→ Source passage
··········

Regarded in their primary intention, history and literature may seem to be disparate and even antagonistic subjects. Taken in their essence, they make appeal to different desires and faculties of our nature. The primary aim of history is instruction, and when Bacon said that histories make men wise,' he implied that instruction must be the historian's main object. On the other hand, the primary aim of literature is not instruction but pleasure; its immediate appeal is not to the cognitive faculties, but to our emotions and our tastes. In point of fact, however, we cannot draw so hard and fast a line between the aim and scope of literature and history. There are histories which do afford pleasure as well as instruction, and there are purely literary productions which yield instruction as well as pleasure. Macaulay declared that he would make his history as interesting as a novel, and his publisher's cheque for £20,000 is a sufficiently cogent proof that he fulfilled his intention. Of George Eliot's novels it has been said that, as you read them, you feel as if you were in the confessionalwhich is surely instruction with a witness.

In one sense, and a very important sense, every production in pure literature is history, and the larger its scope, the greater its scale the deeper and wider is its historical significance. The most trifling occasional poem is as much the product of the age to which it belongs as of the poet who wrote it. The thoughts, the emotions that inspire it are drawn from the spiritual and intellectual capital of the time, and the poet, so to speak, only draws his cheque on this funded capital which is the common property of his generation. True, his individual signature is affixed to the cheque; the poet, in so far as he is a real poet, has his own impression, his own vision of men and things. Nevertheless, the greatest and most important

portion of the materials with which he works is impersonal, and he is only an inheritor of the common stock.

··········

→ Instruction 1
Condense the paragraph of the passage on history and literature that begins "Regarded in their primary intention" into a short list of its main points.

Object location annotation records
··········

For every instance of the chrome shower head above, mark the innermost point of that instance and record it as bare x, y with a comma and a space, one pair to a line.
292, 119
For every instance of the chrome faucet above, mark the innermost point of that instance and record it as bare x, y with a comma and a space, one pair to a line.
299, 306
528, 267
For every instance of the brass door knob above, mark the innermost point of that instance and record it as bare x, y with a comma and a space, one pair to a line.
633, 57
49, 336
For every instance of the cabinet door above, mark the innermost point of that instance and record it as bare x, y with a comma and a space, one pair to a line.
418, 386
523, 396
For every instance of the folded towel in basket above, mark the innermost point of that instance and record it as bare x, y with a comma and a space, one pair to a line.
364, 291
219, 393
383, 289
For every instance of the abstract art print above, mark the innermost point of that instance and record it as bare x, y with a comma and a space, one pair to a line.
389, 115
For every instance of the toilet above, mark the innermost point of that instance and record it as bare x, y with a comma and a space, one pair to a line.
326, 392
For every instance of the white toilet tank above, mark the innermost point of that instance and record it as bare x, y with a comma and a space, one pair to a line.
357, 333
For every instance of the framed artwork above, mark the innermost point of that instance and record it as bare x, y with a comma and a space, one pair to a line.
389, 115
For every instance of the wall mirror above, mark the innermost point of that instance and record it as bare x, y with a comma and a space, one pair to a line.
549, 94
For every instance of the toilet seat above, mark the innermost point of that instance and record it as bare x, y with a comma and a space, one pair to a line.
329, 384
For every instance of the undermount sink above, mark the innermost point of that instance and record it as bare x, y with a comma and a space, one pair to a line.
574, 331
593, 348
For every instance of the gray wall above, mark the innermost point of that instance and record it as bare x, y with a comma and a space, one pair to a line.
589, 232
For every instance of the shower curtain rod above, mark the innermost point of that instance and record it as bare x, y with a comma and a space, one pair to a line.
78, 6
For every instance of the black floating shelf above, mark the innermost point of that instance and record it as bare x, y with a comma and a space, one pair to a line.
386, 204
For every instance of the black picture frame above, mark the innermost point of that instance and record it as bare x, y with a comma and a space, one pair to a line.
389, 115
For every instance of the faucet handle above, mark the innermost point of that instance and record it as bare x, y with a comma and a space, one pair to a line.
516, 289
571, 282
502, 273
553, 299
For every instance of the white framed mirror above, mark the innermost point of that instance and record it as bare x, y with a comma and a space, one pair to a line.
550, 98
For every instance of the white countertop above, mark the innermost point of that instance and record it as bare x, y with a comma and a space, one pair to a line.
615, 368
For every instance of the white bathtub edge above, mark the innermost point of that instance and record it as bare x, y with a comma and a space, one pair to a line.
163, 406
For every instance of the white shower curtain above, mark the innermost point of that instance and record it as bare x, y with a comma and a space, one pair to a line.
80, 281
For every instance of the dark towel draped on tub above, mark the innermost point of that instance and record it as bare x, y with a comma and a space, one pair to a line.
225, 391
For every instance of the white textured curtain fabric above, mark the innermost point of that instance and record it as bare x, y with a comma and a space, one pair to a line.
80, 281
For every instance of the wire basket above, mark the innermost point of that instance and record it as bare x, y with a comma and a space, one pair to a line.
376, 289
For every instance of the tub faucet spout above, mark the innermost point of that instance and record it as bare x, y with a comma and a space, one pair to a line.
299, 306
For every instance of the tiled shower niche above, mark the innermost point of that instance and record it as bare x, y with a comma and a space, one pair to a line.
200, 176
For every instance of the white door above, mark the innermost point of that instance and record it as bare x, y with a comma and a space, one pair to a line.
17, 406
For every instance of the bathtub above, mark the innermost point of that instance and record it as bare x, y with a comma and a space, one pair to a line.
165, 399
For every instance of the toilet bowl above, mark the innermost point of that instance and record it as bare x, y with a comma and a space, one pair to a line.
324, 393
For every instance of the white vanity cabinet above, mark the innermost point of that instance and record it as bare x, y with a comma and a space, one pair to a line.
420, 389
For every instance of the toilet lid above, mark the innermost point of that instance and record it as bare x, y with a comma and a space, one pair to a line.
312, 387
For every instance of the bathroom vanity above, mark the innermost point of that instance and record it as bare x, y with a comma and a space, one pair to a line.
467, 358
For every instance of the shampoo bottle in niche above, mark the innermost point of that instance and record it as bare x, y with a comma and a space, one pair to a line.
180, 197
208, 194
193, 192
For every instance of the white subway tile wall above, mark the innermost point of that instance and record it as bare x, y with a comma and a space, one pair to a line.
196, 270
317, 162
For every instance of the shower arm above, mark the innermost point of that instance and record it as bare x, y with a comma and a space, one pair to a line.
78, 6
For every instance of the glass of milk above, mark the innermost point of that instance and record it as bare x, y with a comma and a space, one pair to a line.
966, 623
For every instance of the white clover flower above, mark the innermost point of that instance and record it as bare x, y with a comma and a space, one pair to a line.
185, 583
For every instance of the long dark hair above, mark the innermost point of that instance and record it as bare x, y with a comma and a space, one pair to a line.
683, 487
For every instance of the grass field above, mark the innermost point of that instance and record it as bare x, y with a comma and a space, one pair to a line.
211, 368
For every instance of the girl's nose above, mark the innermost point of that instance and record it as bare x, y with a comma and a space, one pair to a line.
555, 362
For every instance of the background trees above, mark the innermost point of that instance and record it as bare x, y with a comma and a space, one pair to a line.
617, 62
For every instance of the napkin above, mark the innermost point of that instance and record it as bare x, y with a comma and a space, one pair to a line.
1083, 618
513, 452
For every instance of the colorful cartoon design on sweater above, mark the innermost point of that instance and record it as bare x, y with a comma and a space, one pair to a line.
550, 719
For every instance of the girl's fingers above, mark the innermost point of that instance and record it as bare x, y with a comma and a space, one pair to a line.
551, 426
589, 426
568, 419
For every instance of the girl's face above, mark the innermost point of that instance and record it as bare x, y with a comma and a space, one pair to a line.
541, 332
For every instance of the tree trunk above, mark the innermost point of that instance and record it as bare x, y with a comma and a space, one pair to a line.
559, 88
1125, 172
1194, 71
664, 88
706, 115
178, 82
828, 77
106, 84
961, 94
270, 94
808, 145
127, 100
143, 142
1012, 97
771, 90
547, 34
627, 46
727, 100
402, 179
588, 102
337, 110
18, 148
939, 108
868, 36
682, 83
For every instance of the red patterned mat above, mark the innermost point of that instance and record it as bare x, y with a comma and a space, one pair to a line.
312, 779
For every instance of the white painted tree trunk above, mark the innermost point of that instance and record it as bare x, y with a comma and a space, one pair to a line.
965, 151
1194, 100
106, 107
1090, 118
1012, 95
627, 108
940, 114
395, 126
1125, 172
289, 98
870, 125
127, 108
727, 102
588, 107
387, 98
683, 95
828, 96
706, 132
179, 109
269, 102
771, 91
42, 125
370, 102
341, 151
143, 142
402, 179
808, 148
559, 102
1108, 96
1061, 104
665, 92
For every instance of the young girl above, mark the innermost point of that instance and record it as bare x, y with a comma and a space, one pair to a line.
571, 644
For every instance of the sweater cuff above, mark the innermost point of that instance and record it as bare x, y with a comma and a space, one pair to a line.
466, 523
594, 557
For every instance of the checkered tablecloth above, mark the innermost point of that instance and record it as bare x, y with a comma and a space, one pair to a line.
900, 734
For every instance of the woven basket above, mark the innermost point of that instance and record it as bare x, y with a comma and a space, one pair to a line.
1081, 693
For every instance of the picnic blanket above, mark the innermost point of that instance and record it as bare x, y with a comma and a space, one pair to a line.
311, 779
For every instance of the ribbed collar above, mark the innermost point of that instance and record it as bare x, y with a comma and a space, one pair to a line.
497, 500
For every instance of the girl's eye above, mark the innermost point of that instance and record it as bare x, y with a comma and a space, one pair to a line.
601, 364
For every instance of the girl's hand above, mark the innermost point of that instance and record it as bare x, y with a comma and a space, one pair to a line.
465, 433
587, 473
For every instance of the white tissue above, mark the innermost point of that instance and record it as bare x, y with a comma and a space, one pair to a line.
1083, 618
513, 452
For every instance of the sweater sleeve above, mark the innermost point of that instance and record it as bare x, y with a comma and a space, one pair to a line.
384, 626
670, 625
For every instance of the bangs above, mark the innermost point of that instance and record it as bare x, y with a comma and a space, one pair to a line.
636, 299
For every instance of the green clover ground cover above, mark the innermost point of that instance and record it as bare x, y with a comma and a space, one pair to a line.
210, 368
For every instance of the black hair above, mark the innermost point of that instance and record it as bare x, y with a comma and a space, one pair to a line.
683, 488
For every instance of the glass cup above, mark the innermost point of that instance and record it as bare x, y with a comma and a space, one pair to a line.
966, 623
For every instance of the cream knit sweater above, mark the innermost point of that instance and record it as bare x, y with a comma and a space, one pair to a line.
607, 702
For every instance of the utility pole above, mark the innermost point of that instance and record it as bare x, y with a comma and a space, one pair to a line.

··········

→ Instruction 2
Count the lines in the records that contain the string "trunk", treating case as significant. Give only the number.

→ Written response 1
- History's primary aim is instruction. Bacon's remark that histories make men wise implies that instruction is the historian's main object.
- Literature's primary aim is pleasure. It appeals to our emotions and tastes rather than to our cognitive faculties.
- In practice, no hard line separates the two. Some histories give pleasure as well as instruction, and some purely literary works give instruction as well as pleasure.
- Macaulay set out to make his history as interesting as a novel, and his publisher's £20,000 cheque shows he succeeded.
- Reading George Eliot's novels has been likened to being in the confessional, which is instruction of a kind.

→ Written response 2
2